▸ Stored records
---*---

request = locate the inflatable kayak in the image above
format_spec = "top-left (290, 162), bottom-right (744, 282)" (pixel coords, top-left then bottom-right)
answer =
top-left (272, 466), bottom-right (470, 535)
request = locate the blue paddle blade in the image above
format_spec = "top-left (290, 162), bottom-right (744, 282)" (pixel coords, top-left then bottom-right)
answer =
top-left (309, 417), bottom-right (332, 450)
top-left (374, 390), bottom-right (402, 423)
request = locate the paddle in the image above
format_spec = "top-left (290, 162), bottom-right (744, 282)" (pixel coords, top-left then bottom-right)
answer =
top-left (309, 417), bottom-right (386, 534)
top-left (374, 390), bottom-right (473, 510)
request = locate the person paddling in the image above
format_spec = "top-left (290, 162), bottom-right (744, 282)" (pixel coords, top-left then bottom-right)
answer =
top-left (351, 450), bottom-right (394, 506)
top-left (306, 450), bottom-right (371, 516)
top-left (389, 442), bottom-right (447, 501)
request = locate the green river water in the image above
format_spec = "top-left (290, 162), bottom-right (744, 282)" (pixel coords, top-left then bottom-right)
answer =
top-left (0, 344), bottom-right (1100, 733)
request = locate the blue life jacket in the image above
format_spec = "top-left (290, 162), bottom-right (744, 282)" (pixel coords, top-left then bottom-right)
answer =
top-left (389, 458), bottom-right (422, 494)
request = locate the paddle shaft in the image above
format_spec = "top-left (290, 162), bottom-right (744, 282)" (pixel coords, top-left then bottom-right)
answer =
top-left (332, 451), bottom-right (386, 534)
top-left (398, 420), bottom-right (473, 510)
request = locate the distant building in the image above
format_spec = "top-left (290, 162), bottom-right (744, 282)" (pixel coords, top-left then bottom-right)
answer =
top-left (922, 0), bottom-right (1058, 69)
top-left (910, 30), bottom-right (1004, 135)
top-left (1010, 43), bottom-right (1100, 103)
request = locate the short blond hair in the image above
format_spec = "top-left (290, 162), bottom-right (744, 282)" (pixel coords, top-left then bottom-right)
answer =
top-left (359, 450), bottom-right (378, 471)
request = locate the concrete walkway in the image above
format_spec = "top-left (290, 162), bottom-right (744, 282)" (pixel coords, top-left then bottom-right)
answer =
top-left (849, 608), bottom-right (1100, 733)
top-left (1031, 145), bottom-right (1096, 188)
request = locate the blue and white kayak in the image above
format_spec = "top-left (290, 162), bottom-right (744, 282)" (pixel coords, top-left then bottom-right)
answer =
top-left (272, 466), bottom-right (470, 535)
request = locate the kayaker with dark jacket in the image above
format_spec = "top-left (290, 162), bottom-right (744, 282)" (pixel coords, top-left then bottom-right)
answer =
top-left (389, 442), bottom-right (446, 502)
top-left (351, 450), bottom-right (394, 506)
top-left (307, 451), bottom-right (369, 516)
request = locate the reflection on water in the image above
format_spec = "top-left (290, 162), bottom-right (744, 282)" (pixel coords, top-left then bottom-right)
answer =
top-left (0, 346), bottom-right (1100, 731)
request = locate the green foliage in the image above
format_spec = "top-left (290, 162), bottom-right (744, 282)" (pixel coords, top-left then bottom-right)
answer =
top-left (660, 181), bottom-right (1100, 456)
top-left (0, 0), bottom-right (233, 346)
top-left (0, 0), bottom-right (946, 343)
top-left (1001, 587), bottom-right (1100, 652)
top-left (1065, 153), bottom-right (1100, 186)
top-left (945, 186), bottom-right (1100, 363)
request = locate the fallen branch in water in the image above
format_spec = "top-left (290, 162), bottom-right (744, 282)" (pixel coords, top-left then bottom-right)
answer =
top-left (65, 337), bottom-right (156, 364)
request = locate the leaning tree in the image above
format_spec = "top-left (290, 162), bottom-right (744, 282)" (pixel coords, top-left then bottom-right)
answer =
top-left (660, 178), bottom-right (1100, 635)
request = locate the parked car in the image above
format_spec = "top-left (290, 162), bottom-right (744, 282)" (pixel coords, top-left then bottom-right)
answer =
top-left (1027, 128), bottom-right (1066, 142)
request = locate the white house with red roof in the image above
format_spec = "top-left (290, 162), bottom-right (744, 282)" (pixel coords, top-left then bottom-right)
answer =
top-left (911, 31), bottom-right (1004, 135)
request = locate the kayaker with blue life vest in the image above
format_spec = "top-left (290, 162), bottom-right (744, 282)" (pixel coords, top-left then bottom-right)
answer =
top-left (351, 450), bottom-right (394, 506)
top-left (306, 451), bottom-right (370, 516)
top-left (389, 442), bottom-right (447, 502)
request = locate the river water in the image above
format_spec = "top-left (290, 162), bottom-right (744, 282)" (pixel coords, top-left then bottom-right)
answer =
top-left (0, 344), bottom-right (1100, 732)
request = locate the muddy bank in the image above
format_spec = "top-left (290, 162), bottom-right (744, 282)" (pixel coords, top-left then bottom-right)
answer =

---*---

▸ THE TASK
Rewrite every line from the one containing "request = locate the blue paddle" down to the one containing "top-left (1031, 145), bottom-right", both included, multiplying each bounding-box pixel coordinate in the answers by 1.2 and rounding to the nearest whole number (halves go up). Reproduce all other text on those lines unchanged, including every other number.

▸ WORKED ANSWER
request = locate the blue paddle blade in the image above
format_spec = "top-left (290, 162), bottom-right (744, 282)" (pixel coords, top-left then bottom-right)
answer =
top-left (371, 500), bottom-right (398, 540)
top-left (449, 468), bottom-right (482, 508)
request = locate the paddle in the image above
format_spec = "top-left (290, 162), bottom-right (744, 282)" (pixel coords, top-left then bottom-right)
answer =
top-left (371, 500), bottom-right (463, 641)
top-left (449, 468), bottom-right (568, 612)
request = locate the person paddling in the image above
format_spec = "top-left (290, 162), bottom-right (744, 282)" (pixel coords, top-left then bottom-right)
answer =
top-left (421, 540), bottom-right (473, 607)
top-left (367, 540), bottom-right (445, 619)
top-left (467, 530), bottom-right (536, 601)
request = locate the green river water in the image above
format_spec = "top-left (290, 162), bottom-right (744, 282)" (pixel coords, top-left then bottom-right)
answer =
top-left (0, 413), bottom-right (1320, 880)
request = locate the blue life jacket in the image above
format_spec = "top-left (290, 162), bottom-right (744, 282)" (pixel coords, top-left then bottom-right)
answer =
top-left (467, 550), bottom-right (506, 593)
request = locate the paddle shaft in the image above
format_spec = "top-left (290, 162), bottom-right (744, 282)" (pixel coords, top-left then bottom-right)
answer =
top-left (398, 541), bottom-right (463, 641)
top-left (478, 504), bottom-right (568, 612)
request = locate the distant building in the image above
format_spec = "top-left (290, 162), bottom-right (744, 282)" (pixel coords, top-left then bottom-right)
answer =
top-left (1106, 0), bottom-right (1270, 83)
top-left (1092, 36), bottom-right (1205, 162)
top-left (1212, 52), bottom-right (1320, 124)
request = locate the short blond hair in the image above
format_spec = "top-left (290, 162), bottom-right (744, 282)" (pixel coords, top-left then bottom-right)
answer =
top-left (431, 540), bottom-right (454, 565)
request = locate the concrete walkway in the image above
format_spec = "top-left (290, 162), bottom-right (744, 282)" (pixel coords, top-left then bottom-right)
answer =
top-left (1019, 730), bottom-right (1320, 880)
top-left (1237, 174), bottom-right (1315, 226)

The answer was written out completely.